Supplied information START
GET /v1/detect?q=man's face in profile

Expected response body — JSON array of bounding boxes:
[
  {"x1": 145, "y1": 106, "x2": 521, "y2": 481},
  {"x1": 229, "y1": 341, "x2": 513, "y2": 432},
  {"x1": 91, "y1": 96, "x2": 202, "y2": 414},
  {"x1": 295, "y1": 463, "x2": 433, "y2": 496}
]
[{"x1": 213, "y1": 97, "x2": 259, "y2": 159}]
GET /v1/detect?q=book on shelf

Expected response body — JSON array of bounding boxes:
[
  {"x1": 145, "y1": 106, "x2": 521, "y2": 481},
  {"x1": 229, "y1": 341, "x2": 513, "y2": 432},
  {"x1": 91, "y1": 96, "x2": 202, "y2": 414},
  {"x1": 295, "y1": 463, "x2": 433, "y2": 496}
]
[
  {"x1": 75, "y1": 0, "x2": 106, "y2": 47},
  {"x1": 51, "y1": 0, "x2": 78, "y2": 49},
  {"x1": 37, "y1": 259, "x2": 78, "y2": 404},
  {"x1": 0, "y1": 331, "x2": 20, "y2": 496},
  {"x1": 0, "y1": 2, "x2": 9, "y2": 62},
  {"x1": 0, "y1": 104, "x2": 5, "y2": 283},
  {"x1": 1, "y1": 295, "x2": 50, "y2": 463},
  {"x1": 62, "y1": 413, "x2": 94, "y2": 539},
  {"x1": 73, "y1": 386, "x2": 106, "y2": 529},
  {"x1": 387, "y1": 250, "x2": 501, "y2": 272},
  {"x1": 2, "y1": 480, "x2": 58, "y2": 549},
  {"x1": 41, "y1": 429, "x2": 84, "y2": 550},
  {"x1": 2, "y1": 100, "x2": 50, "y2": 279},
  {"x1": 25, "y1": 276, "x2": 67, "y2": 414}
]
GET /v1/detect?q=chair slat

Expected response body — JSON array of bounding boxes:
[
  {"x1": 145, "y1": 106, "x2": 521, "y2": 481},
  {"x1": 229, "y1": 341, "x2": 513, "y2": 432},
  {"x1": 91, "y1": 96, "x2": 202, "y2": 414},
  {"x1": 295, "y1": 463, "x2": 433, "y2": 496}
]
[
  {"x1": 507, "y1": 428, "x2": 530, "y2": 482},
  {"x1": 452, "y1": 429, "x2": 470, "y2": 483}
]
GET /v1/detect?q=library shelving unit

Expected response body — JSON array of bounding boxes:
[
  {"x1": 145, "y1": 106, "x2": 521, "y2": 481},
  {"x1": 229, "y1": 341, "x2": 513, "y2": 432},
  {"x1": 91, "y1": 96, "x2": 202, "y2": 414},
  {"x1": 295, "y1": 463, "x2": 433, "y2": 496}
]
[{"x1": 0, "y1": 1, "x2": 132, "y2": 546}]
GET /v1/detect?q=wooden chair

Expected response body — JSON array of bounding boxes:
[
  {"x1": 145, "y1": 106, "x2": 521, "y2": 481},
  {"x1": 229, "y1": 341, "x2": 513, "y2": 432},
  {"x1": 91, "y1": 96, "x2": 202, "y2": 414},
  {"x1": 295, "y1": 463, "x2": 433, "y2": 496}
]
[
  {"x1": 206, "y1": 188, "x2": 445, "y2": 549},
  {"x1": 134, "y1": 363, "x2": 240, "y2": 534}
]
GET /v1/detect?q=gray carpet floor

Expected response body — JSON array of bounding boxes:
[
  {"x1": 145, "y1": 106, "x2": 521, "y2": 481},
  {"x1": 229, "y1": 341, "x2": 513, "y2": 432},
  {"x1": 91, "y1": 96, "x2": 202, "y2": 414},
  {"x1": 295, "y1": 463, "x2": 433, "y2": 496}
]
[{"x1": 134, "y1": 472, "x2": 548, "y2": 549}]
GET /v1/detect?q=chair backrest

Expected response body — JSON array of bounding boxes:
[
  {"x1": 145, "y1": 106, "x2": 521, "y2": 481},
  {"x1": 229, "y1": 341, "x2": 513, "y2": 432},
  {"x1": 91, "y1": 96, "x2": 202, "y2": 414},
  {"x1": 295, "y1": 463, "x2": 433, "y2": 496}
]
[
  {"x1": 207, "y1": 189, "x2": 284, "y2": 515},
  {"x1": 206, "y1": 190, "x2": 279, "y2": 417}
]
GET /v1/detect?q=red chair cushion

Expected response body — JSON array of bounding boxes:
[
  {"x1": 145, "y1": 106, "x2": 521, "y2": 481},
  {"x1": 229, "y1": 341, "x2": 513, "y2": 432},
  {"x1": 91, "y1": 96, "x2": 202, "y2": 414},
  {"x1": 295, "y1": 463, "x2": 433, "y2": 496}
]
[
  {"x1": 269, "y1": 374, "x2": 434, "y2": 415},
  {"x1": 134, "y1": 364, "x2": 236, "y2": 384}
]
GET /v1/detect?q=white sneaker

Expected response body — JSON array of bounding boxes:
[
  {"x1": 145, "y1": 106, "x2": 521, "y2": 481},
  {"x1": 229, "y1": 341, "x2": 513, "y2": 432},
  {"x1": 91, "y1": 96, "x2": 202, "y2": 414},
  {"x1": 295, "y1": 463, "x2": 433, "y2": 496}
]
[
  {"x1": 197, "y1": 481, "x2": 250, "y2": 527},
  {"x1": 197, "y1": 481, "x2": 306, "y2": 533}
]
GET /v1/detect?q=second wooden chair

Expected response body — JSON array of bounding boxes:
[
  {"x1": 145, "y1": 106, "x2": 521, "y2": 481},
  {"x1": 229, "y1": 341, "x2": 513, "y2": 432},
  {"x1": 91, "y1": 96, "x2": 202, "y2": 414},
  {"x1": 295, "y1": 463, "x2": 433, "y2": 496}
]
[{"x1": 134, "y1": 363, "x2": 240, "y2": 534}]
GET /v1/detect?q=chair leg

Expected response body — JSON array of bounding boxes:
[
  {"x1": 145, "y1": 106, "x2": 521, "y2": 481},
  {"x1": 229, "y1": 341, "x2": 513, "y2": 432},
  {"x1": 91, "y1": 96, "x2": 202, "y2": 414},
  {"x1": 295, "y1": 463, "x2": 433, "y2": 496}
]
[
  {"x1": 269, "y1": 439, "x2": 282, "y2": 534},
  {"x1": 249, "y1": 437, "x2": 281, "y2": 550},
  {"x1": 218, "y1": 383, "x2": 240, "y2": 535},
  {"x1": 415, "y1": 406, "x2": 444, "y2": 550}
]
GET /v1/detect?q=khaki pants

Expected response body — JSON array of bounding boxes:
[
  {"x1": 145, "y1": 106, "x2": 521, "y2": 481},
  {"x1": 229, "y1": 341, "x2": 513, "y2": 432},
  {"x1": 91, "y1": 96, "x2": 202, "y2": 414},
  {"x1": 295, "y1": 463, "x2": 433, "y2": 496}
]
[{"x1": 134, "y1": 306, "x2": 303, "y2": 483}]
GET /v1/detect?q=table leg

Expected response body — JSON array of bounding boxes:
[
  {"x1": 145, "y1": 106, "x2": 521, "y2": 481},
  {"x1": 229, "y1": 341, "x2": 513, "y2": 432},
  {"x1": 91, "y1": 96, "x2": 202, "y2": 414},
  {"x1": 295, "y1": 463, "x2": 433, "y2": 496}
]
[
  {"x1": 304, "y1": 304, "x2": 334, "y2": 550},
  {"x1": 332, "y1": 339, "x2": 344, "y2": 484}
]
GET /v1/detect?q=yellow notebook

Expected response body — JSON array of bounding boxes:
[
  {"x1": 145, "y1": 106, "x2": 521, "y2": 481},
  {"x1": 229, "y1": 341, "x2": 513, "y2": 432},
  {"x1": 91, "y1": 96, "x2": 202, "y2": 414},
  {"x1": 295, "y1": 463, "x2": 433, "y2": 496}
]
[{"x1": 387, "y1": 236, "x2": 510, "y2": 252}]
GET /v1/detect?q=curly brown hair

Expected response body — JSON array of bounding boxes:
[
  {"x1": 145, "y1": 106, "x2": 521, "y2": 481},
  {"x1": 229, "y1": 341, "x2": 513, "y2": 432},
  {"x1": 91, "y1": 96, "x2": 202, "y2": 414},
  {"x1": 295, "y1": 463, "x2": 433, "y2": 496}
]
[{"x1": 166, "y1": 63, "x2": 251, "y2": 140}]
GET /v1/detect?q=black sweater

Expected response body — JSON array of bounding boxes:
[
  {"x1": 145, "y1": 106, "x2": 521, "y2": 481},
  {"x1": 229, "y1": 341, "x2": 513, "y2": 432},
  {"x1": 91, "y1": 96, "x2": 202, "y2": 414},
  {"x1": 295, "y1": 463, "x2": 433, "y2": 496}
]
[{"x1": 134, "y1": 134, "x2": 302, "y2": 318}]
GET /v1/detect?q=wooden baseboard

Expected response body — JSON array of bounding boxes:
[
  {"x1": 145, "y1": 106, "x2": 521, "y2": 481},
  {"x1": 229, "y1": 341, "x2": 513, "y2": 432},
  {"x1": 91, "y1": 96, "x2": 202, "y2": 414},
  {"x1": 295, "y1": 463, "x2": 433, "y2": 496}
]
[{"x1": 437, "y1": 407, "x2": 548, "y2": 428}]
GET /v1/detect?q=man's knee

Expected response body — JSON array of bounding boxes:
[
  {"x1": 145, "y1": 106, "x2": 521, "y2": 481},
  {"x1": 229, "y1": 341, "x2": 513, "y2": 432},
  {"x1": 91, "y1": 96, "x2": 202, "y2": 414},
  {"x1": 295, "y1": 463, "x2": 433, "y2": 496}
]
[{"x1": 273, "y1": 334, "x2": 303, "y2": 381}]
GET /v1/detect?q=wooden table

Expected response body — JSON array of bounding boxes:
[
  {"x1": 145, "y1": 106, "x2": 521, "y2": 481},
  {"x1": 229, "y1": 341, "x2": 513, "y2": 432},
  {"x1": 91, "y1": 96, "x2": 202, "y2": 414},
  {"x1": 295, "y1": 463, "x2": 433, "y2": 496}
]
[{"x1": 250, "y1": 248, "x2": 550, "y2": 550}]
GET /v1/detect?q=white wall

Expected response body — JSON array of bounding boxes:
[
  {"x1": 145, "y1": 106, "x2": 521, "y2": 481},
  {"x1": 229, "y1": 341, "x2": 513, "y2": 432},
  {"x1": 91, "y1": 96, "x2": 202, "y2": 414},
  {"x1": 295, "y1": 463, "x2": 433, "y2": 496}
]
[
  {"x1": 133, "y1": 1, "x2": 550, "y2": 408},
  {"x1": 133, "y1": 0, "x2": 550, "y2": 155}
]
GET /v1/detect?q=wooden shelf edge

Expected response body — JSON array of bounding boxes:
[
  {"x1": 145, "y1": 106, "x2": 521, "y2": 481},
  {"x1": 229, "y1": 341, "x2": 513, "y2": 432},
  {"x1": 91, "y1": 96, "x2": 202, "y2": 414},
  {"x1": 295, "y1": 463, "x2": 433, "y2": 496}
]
Supplied information END
* Your goal
Repeat each line of the data above, exactly as it appears, from the first through the line that contains "GET /v1/detect?q=library shelving unit".

* Task solution
GET /v1/detect?q=man's face in profile

Expected response body — JSON array of bounding boxes:
[
  {"x1": 145, "y1": 106, "x2": 521, "y2": 481},
  {"x1": 229, "y1": 341, "x2": 513, "y2": 432},
  {"x1": 91, "y1": 96, "x2": 202, "y2": 414},
  {"x1": 295, "y1": 463, "x2": 433, "y2": 496}
]
[{"x1": 213, "y1": 97, "x2": 259, "y2": 159}]
GET /v1/detect?q=book on shelf

Expected response body — JSON array of bounding boxes:
[
  {"x1": 145, "y1": 106, "x2": 521, "y2": 481},
  {"x1": 229, "y1": 341, "x2": 513, "y2": 432},
  {"x1": 91, "y1": 96, "x2": 202, "y2": 414},
  {"x1": 295, "y1": 463, "x2": 433, "y2": 496}
]
[
  {"x1": 75, "y1": 0, "x2": 106, "y2": 47},
  {"x1": 51, "y1": 0, "x2": 78, "y2": 49},
  {"x1": 37, "y1": 259, "x2": 78, "y2": 404},
  {"x1": 0, "y1": 331, "x2": 20, "y2": 496},
  {"x1": 0, "y1": 2, "x2": 9, "y2": 62},
  {"x1": 0, "y1": 104, "x2": 5, "y2": 283},
  {"x1": 1, "y1": 295, "x2": 50, "y2": 463},
  {"x1": 62, "y1": 413, "x2": 94, "y2": 539},
  {"x1": 73, "y1": 386, "x2": 106, "y2": 529},
  {"x1": 387, "y1": 250, "x2": 501, "y2": 272},
  {"x1": 2, "y1": 480, "x2": 58, "y2": 549},
  {"x1": 41, "y1": 429, "x2": 84, "y2": 550},
  {"x1": 2, "y1": 100, "x2": 50, "y2": 279},
  {"x1": 25, "y1": 276, "x2": 67, "y2": 414}
]
GET /v1/detect?q=chair slat

Expected response body — JSON array of bounding boxes:
[
  {"x1": 145, "y1": 106, "x2": 521, "y2": 481},
  {"x1": 229, "y1": 341, "x2": 513, "y2": 432},
  {"x1": 91, "y1": 96, "x2": 202, "y2": 414},
  {"x1": 295, "y1": 463, "x2": 433, "y2": 496}
]
[
  {"x1": 507, "y1": 428, "x2": 530, "y2": 482},
  {"x1": 452, "y1": 429, "x2": 470, "y2": 483}
]
GET /v1/detect?q=library shelving unit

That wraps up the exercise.